**GOAL OF THE EXERCISE**
Nothing but the images should be left out when the entries are restated word for word.

**DATA PROVIDED**

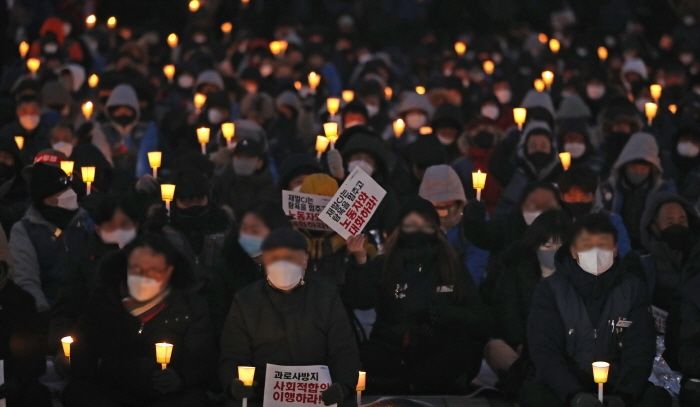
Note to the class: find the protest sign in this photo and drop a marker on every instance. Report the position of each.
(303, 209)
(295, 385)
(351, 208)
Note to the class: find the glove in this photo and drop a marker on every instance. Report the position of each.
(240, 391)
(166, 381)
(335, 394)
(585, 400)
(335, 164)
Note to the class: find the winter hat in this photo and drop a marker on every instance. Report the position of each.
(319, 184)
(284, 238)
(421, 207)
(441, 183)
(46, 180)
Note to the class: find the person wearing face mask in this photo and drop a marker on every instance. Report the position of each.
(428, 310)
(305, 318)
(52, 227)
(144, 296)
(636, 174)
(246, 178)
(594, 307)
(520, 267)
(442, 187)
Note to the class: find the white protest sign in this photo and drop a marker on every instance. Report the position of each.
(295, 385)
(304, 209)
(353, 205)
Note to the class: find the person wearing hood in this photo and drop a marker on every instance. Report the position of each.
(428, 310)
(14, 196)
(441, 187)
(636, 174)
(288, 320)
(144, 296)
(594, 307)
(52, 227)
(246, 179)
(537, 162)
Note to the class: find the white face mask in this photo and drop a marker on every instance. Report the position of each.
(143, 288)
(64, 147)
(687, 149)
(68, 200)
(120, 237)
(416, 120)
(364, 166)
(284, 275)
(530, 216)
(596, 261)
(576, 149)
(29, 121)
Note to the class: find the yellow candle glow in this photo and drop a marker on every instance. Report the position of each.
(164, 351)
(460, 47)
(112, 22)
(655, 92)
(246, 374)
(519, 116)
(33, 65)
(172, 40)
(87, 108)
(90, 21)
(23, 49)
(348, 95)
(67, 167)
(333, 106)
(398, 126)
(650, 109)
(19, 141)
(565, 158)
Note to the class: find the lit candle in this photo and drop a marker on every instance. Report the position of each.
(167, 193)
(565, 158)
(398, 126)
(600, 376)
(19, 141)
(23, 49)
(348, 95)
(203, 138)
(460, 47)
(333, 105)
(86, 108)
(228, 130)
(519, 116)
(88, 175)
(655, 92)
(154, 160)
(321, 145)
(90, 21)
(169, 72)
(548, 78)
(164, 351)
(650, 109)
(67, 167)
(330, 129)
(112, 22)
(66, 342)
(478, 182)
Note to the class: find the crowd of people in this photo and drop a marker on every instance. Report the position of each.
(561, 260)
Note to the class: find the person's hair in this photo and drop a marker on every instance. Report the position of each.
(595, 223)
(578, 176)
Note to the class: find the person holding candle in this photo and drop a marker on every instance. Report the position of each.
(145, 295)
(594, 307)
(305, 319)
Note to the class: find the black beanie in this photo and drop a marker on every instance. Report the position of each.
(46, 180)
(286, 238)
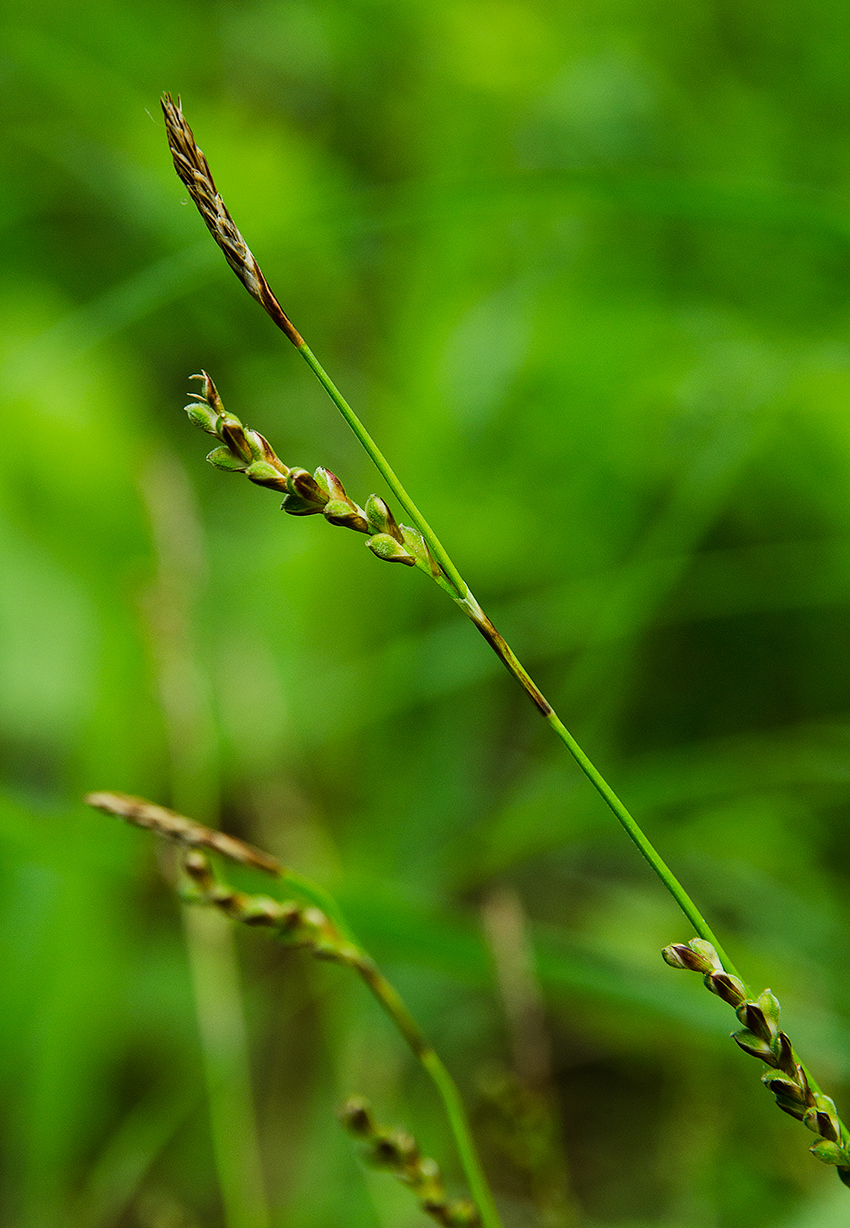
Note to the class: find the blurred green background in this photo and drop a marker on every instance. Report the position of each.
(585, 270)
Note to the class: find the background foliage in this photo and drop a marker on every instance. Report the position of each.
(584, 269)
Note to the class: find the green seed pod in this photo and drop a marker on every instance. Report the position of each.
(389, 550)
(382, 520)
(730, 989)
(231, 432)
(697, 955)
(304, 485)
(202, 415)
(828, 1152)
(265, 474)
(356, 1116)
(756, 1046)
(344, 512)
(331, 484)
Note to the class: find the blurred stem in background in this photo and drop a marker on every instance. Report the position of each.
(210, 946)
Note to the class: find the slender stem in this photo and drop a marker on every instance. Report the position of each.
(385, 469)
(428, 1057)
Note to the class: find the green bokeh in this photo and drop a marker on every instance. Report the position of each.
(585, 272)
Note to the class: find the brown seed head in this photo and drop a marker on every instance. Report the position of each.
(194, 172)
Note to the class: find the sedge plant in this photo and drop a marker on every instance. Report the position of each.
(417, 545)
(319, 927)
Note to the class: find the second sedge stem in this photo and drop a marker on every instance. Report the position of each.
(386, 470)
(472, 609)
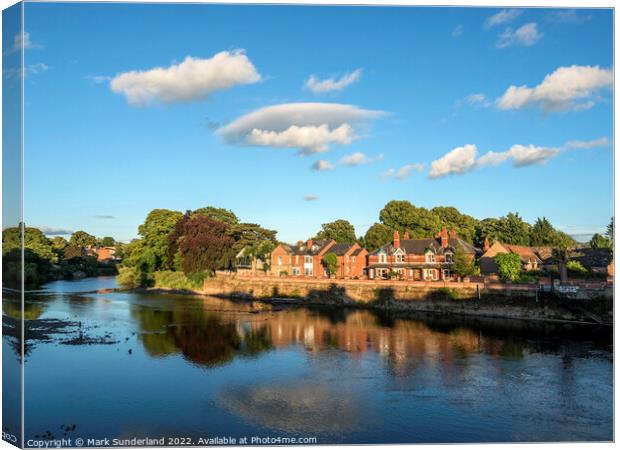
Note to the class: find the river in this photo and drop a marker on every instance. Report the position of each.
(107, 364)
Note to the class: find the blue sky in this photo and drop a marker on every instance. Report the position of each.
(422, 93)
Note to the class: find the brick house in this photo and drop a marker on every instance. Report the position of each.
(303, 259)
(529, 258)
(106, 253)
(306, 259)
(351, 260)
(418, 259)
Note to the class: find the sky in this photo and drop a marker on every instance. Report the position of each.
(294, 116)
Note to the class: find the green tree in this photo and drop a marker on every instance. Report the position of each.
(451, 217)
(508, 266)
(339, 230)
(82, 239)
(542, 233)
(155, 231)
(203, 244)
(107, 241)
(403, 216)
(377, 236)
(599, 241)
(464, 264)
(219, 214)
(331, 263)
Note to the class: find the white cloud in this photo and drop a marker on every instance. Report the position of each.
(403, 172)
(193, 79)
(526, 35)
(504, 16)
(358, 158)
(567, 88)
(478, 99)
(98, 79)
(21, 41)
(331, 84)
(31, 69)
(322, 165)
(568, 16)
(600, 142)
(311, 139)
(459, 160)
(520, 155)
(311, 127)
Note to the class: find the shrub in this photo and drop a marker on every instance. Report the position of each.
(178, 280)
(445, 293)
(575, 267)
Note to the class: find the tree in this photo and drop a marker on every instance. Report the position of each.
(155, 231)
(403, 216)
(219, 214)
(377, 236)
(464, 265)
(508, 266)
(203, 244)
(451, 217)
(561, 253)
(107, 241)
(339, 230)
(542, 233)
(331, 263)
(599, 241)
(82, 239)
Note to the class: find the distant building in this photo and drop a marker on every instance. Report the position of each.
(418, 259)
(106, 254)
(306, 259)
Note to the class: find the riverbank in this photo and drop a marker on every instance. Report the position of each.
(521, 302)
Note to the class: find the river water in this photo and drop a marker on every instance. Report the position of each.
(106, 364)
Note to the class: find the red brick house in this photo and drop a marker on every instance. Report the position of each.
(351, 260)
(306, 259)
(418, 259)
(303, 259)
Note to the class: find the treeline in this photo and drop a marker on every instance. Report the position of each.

**ANSWER TO THIS PROBLEM**
Note to the class: find the protest sign in this photo and drop a marker on every instance. Report the position of each.
(303, 209)
(295, 385)
(351, 208)
Note to the class: find the glove in this photo and drop a marker on every instance. Report the position of each.
(240, 391)
(166, 381)
(335, 394)
(585, 400)
(335, 164)
Note to the class: find the winter hat in this photo and drop a marker on every instance. Report the position of each.
(319, 184)
(284, 238)
(421, 207)
(441, 183)
(46, 180)
Note to the class: find the person wearing face mask in this photo and drop a marker on every instance. Report the position of each.
(428, 310)
(305, 318)
(52, 227)
(144, 296)
(636, 174)
(246, 178)
(594, 307)
(520, 267)
(442, 187)
Note to the class: find the white protest sign in this photo and drop a marker on every instance. Report the position of each.
(295, 385)
(304, 209)
(353, 205)
Note to the class: find the person wearing hood in this photo and drop a marker on every instance. Report the position of each.
(428, 310)
(14, 196)
(441, 187)
(636, 174)
(288, 320)
(144, 296)
(594, 307)
(52, 227)
(246, 179)
(537, 162)
Note to the class: find the white face mask in this photo and drop a marker on every instance. Report the position of each.
(143, 288)
(64, 147)
(687, 149)
(68, 200)
(120, 237)
(416, 120)
(364, 166)
(284, 275)
(530, 216)
(596, 261)
(576, 149)
(29, 121)
Note to the class: find the yellow candle glow in this photo and drop a marker on every instance. Report the position of each.
(164, 351)
(460, 47)
(112, 22)
(655, 92)
(246, 374)
(519, 116)
(33, 65)
(172, 40)
(87, 108)
(90, 21)
(23, 49)
(348, 95)
(67, 167)
(333, 106)
(398, 126)
(650, 109)
(19, 141)
(565, 158)
Note to the class: find the lit candle in this photo and drop a marker on every instance. Report the position of each.
(167, 193)
(565, 158)
(398, 126)
(600, 376)
(19, 141)
(23, 49)
(348, 95)
(203, 138)
(460, 47)
(333, 105)
(86, 108)
(228, 130)
(519, 116)
(88, 175)
(655, 92)
(154, 160)
(321, 145)
(90, 21)
(169, 72)
(548, 78)
(164, 351)
(650, 109)
(67, 167)
(330, 129)
(112, 22)
(66, 342)
(478, 182)
Note to the class: find the crowd of people in this photo and drop a marker on every instance. Report the position of each.
(561, 260)
Note to the class: find the person's hair in this photo and drop a marker on every instance. Report the position of each.
(595, 223)
(578, 176)
Note to the class: find the person holding candle in this photo and drop a marker on every instance. Report the position of each.
(145, 295)
(594, 307)
(305, 319)
Note to the class: find the black beanie in this photo and drop a marker on every instance. Report the position of each.
(46, 180)
(286, 238)
Note to the class: find the blurred green background in this photo and drop a marker on every instance. Report the position of each.
(585, 270)
Note to the class: find the background foliage in this photo and drop a marker on every instance. Report the position of each.
(584, 269)
Note to the class: find the green seed pod in this photo and drop a marker on every instance. Report the position of each.
(389, 550)
(382, 520)
(730, 989)
(231, 432)
(697, 955)
(304, 485)
(202, 415)
(828, 1152)
(265, 474)
(356, 1116)
(756, 1046)
(344, 512)
(331, 484)
Note to the class: find the blurred stem in background in this photo and drop a marker on every instance. Report the position of each.
(210, 946)
Note to the class: find the slender stem in this photo and drop a marker on every instance. Report the position of each.
(385, 469)
(428, 1057)
Note to the class: find the green bokeh in this photo and drop a marker on every instance. Report the position of each.
(585, 272)
Note to the class: find the brown seed head in this photo and drop a marker on every instance. Report the position of each.
(194, 172)
Note to the class: find the sedge plant in this photo and drop a marker on every instance. Report the position of each.
(417, 545)
(319, 927)
Note to the class: find the second sedge stem in this photo and drop a marker on every instance. Report the position of each.
(386, 470)
(472, 609)
Note to the class: find the river in this photo and drop a marker on every instance. Report the position of each.
(107, 364)
Note to the class: find the blue sky in this photo and drop a marker on every instance. Report the position of each.
(422, 93)
Note to the class: find the brick house in this photo and drop a marker on every instance. Report the position of each.
(303, 259)
(529, 258)
(106, 253)
(306, 259)
(351, 260)
(418, 259)
Note to the class: find the sky in this photo and drop a marker on every instance. Report the position of each.
(294, 116)
Note to the class: find the green tree in this photo and drop a marker on every instance. Report the position of each.
(451, 217)
(508, 266)
(339, 230)
(82, 239)
(542, 233)
(155, 231)
(203, 244)
(107, 241)
(403, 216)
(377, 236)
(599, 241)
(464, 264)
(219, 214)
(331, 263)
Note to the class: find the white cloud in this photo and drop a marker on every instance. Report the position of each.
(403, 172)
(193, 79)
(526, 35)
(504, 16)
(358, 158)
(567, 88)
(478, 99)
(98, 79)
(21, 41)
(331, 84)
(31, 69)
(322, 165)
(568, 16)
(600, 142)
(311, 139)
(459, 160)
(520, 155)
(311, 127)
Note to the class: find the shrub in this photo and drop a marker on every instance. Report the position of each.
(178, 280)
(445, 293)
(575, 267)
Note to the class: find the tree in this photo and drop a marker on every instance. Report the position of each.
(155, 231)
(403, 216)
(219, 214)
(377, 236)
(464, 265)
(508, 266)
(203, 244)
(451, 217)
(561, 253)
(107, 241)
(339, 230)
(542, 233)
(331, 263)
(599, 241)
(82, 239)
Note to the class: find the distant building in this photo and drop a marker on every instance. Report the position of each.
(418, 259)
(106, 254)
(306, 259)
Note to the class: find the riverbank in this photo and drop a marker on every instance. Report the position of each.
(521, 302)
Note to the class: find the river water in this photo and drop a marker on every instance. Report the position of each.
(106, 364)
Note to the class: find the red brick house in this photo and drop a marker on every instance. Report the position of each.
(351, 260)
(306, 259)
(418, 259)
(303, 259)
Note to the class: find the treeline in this photo and drop a marker on every instance. Report the position of each.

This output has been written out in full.